» **What is expected**
The answer must be one number: how many lines in the records below contain the string "gold".
*** Data for review Section Begins ***
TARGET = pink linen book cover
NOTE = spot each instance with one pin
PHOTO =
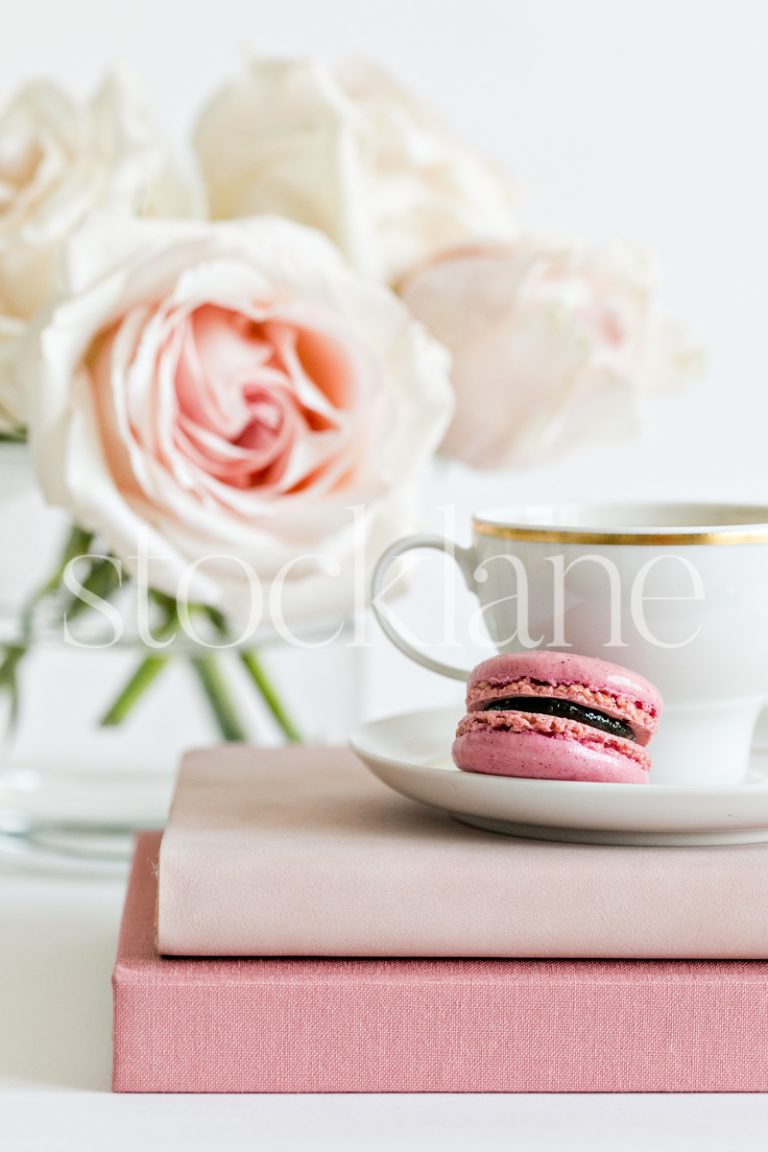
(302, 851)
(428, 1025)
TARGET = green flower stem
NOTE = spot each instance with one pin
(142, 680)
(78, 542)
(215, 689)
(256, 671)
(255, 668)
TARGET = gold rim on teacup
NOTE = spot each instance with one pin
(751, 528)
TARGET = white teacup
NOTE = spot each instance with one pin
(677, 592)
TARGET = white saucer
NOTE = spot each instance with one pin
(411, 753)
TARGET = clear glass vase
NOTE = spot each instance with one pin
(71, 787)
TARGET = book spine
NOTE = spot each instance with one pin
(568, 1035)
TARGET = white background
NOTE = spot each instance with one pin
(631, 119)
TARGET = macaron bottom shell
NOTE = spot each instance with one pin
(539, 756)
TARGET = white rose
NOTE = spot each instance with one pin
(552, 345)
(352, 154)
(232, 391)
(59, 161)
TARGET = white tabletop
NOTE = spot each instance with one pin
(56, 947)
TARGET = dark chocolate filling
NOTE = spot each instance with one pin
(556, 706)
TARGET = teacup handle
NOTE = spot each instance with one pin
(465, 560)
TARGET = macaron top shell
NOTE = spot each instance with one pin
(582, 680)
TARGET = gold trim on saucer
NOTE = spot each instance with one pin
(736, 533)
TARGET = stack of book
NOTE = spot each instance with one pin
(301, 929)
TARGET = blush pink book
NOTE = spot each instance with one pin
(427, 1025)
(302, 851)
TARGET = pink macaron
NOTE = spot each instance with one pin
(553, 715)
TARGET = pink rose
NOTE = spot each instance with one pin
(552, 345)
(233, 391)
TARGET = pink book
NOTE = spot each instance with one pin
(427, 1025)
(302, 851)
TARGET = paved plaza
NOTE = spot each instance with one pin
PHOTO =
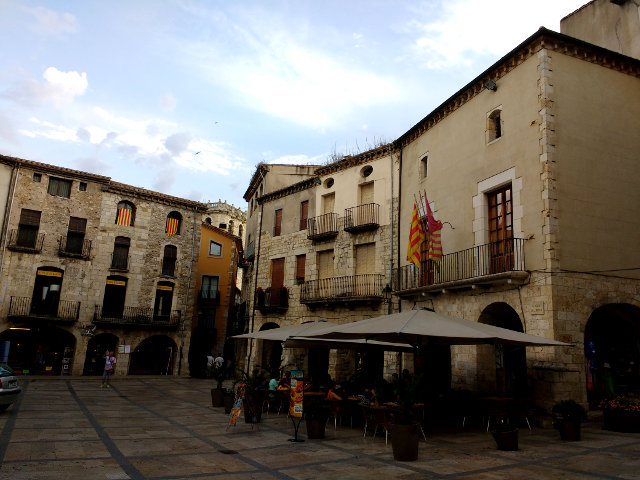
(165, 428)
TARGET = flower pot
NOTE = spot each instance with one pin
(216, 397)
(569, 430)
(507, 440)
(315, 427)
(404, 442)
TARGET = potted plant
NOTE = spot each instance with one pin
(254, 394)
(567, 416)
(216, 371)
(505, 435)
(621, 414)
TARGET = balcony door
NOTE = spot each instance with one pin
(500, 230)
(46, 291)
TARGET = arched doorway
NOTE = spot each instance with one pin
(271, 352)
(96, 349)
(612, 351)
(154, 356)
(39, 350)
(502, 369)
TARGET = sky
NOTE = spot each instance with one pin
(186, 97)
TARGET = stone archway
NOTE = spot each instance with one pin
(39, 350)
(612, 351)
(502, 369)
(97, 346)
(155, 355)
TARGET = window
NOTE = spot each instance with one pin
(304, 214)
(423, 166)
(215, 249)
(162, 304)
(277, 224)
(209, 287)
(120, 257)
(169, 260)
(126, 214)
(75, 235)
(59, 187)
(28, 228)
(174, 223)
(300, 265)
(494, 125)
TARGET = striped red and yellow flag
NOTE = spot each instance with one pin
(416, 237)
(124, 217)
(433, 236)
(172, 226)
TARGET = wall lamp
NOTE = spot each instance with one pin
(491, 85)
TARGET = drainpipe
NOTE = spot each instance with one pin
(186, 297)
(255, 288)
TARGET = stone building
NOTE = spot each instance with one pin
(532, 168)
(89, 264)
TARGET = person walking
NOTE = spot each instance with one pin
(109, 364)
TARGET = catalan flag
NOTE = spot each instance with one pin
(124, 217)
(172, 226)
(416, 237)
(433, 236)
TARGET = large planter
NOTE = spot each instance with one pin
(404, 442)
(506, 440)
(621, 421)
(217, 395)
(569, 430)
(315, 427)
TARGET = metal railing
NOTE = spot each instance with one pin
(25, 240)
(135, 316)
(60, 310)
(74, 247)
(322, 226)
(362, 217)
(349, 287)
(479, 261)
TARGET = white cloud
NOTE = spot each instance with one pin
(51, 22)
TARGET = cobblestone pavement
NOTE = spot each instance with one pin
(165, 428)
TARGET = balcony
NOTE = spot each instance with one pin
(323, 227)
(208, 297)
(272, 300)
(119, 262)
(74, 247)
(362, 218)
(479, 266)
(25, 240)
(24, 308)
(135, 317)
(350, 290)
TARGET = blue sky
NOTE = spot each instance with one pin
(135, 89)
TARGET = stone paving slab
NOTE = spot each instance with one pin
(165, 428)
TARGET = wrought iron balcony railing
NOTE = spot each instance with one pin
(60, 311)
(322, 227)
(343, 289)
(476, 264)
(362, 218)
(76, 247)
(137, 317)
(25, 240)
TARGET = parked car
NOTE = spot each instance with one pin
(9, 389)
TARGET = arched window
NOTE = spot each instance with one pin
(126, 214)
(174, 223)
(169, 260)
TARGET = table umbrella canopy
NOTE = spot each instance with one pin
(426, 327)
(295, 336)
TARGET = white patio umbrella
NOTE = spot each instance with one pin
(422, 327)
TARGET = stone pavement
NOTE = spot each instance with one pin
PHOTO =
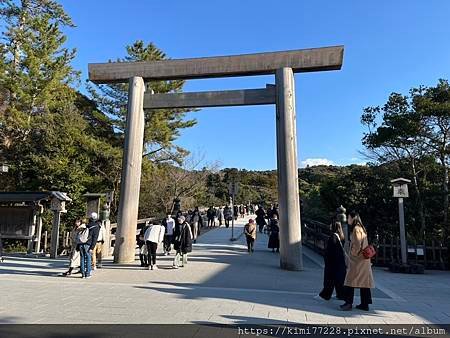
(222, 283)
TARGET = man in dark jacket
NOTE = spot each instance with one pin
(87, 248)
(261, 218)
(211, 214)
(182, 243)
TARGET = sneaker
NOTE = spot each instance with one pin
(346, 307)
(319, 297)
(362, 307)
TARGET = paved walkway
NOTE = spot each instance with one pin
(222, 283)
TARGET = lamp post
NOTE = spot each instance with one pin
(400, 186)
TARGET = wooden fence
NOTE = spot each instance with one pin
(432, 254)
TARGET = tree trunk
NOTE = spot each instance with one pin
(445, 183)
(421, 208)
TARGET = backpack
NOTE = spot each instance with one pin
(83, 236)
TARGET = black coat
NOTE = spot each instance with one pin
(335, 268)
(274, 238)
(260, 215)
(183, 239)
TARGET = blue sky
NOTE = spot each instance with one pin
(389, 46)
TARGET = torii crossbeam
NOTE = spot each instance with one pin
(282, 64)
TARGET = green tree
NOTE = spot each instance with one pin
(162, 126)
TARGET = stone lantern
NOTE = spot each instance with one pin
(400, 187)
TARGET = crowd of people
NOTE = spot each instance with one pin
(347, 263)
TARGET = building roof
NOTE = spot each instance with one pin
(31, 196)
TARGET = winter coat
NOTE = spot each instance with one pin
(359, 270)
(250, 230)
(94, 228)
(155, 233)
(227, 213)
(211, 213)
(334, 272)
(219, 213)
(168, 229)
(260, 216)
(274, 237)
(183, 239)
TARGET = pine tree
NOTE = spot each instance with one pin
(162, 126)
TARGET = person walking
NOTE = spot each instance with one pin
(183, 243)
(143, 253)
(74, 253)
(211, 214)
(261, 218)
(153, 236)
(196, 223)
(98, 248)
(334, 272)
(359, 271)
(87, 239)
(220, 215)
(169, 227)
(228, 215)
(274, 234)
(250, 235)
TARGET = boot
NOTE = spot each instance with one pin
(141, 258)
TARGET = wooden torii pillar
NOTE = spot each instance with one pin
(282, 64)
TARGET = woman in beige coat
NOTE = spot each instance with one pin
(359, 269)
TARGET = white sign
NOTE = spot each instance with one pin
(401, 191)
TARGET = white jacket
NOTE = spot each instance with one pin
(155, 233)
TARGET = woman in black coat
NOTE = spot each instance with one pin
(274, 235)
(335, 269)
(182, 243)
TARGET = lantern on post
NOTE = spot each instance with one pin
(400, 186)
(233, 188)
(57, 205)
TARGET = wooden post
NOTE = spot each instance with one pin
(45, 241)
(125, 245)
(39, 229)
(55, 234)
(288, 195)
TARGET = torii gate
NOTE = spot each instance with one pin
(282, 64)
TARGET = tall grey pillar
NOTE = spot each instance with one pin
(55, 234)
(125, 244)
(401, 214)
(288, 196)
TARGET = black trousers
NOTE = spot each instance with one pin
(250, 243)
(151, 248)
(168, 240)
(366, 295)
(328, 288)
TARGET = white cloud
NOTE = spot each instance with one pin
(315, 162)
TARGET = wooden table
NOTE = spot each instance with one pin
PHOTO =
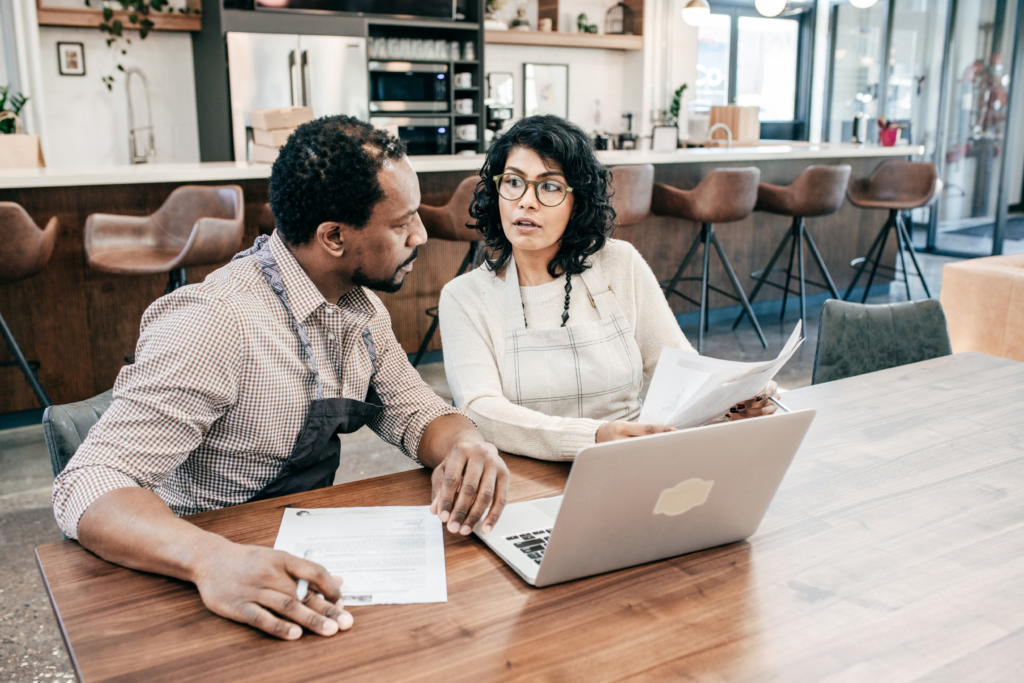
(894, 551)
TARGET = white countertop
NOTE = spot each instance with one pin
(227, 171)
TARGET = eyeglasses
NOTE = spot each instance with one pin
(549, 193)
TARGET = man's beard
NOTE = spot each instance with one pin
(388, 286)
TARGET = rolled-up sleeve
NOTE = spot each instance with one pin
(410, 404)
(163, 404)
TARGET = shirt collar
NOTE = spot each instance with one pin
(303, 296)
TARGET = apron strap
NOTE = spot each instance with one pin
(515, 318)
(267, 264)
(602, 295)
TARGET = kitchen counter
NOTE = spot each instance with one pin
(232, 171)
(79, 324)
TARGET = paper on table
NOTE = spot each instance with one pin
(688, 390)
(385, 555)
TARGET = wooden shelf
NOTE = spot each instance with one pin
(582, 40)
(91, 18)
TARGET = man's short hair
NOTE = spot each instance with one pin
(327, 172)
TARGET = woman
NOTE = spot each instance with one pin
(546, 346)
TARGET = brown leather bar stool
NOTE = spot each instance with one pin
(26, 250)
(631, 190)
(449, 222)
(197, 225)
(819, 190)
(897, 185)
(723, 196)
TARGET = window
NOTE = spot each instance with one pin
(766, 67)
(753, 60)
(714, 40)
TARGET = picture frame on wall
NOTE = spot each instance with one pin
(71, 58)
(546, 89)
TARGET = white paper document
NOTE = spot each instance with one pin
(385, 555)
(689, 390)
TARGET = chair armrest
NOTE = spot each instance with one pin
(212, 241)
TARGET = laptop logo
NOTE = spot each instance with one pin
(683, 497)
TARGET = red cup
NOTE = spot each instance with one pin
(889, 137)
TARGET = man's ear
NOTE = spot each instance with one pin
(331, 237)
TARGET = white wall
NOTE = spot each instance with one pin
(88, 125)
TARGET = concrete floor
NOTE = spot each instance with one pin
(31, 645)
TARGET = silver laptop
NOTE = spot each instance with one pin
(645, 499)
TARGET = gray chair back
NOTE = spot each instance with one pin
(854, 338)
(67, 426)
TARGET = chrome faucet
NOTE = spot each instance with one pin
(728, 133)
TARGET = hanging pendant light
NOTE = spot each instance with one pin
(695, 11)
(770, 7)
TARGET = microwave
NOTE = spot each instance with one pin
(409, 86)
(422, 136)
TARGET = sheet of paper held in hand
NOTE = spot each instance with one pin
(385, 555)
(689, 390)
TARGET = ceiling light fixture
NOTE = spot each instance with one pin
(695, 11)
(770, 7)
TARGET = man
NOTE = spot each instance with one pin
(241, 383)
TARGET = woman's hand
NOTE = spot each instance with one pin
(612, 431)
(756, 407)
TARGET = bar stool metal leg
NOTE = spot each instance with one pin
*** Data for review Section Ends ***
» **Task output**
2